Whether you are starting with an existing lawn or have some grass established, seeding is always a process that takes time and patience. The mix of weed control and seed is a very fine balance which usually involves picking one or the other. This process can go a couple different ways depending on the time of year that this process is set to start, it can also take several years to get the results expected.

Spring Start

Starting the process off in spring can be tricky. Spring is the time of year that weeds are most prevalent and the best time to control them or prevent them. Pre-emergent needs to be down in the spring before the soil temperatures reach a consistent 55 degrees to help prevent crab grass from germinating. In the spring months, we highly recommend using weed control over doing the seeding. A full season of the lawn care program will get the weeds under control before planning a fall seeding. The more weeds that are under control, the easier the seed will germinate and grow.

Spring Start – Fall Seeding

After the fall seeding has been completed, it is crucial to follow the recommendations given on caring for the newly seeded lawn. The quicker the seed germinates and begins to grow; the better off the lawn will be the next year. In the following year, TurfGator recommends continuing the lawn care program beginning with the pre-emergent barrier during the early spring application. Without mature enough grass, this barrier cannot go down until the second lawn application which could allow more crabgrass to germinate than if this barrier had gone down during the first lawn application.

Spring Start – Spring Seeding

While spring is a good time to seed, be aware that there will be a struggle with weeds throughout the year. With a spring seeding, weeds cannot be controlled at all until early summer. Our commercial grade weed control products will interfere with the new grass seedlings, as well as prevent seed from germinating. Once the grass is mature enough, our post-emergent weed control sprays can be used to help get the weeds under control.

◆ DATA ◆
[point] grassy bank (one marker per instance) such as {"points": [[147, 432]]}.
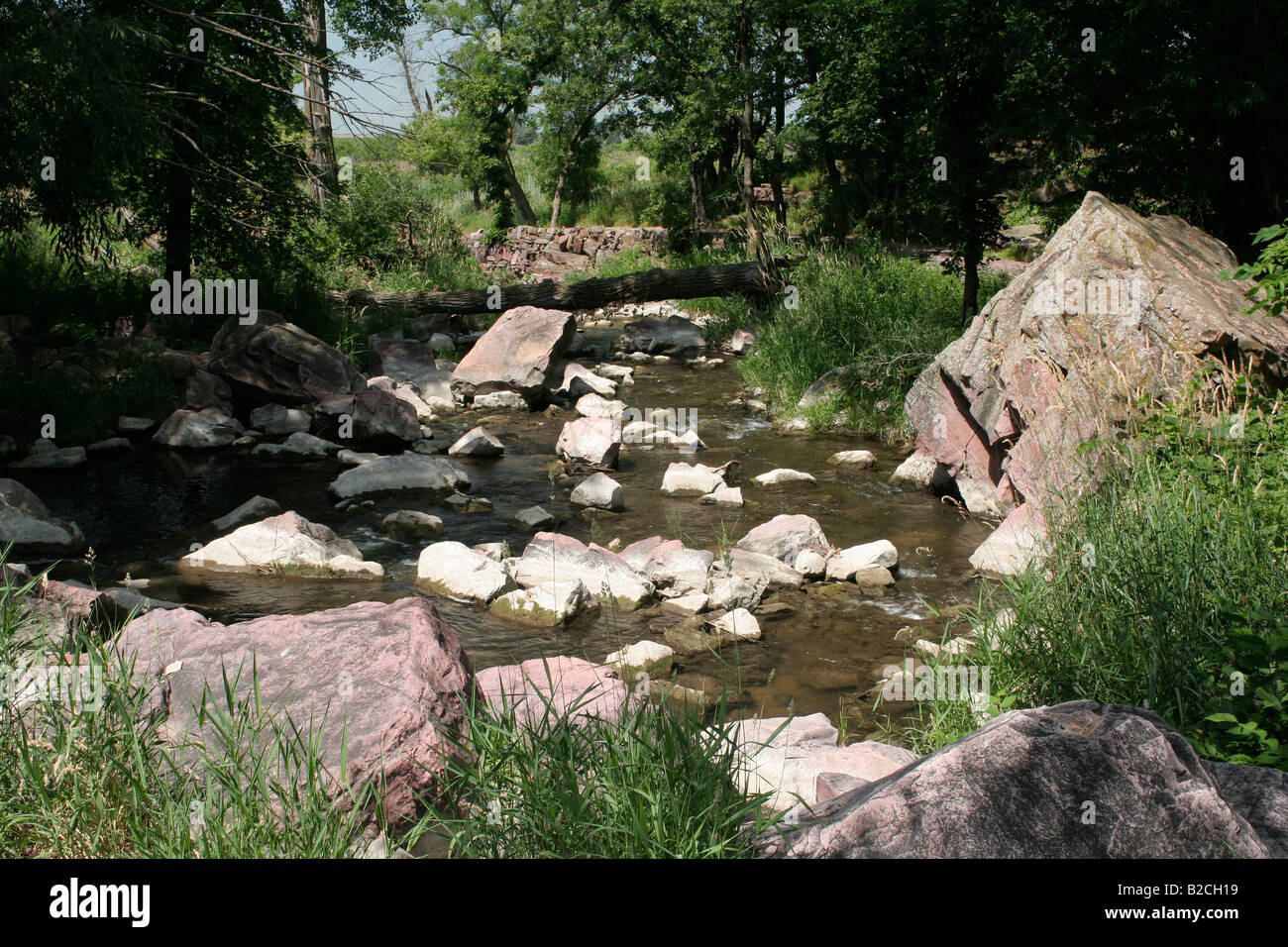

◆ PROBLEM ◆
Write out the lawn seeding text again, beginning at the words "Starting the process" and stopping after "germinate and grow.", and swap "crab grass" for "crabgrass". The lines have nothing to do with the lawn seeding text.

◆ WORKED ANSWER ◆
Starting the process off in spring can be tricky. Spring is the time of year that weeds are most prevalent and the best time to control them or prevent them. Pre-emergent needs to be down in the spring before the soil temperatures reach a consistent 55 degrees to help prevent crabgrass from germinating. In the spring months, we highly recommend using weed control over doing the seeding. A full season of the lawn care program will get the weeds under control before planning a fall seeding. The more weeds that are under control, the easier the seed will germinate and grow.